Repeat the records word for word from the start through the line containing "Your masks, with", including that line.

(Recorded data)
━━━━━━━━━━━━━━━━━━━━
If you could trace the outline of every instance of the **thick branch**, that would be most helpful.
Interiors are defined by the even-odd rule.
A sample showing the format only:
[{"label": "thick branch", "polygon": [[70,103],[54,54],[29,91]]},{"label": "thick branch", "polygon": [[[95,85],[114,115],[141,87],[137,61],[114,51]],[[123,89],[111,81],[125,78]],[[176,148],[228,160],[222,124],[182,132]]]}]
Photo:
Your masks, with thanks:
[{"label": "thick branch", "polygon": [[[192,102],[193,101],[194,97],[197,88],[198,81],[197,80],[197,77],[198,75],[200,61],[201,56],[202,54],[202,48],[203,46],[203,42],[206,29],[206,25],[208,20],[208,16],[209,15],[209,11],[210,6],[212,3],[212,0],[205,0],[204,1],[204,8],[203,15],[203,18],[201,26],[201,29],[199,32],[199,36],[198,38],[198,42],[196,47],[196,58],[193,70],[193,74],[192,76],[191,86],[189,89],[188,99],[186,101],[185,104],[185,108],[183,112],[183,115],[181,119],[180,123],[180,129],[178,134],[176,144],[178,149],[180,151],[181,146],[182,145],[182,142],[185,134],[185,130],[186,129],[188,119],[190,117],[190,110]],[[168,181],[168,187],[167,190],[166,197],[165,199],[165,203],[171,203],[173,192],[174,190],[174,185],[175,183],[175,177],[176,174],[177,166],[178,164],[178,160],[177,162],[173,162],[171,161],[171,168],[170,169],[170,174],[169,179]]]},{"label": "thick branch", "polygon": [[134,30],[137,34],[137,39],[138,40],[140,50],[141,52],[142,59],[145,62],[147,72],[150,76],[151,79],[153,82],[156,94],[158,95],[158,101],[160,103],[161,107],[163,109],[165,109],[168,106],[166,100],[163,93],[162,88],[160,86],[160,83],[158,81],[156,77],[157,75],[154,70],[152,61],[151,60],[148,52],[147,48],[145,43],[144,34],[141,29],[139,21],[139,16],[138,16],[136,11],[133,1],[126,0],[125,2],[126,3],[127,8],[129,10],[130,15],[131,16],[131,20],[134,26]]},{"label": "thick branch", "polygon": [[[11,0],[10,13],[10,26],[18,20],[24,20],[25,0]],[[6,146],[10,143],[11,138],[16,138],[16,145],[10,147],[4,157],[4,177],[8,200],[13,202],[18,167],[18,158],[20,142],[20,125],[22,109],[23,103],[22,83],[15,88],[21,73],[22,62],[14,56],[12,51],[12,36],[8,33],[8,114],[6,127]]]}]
━━━━━━━━━━━━━━━━━━━━
The response:
If you could trace the outline of every instance of the **thick branch**, that would be most helpful.
Interiors are defined by the even-odd rule.
A sample showing the format only:
[{"label": "thick branch", "polygon": [[70,103],[54,54],[29,91]]},{"label": "thick branch", "polygon": [[[95,85],[114,115],[141,87],[137,61],[114,51]],[[123,89],[111,81],[125,78]],[[176,148],[228,160],[222,124],[182,132]]]}]
Photo:
Your masks, with thanks:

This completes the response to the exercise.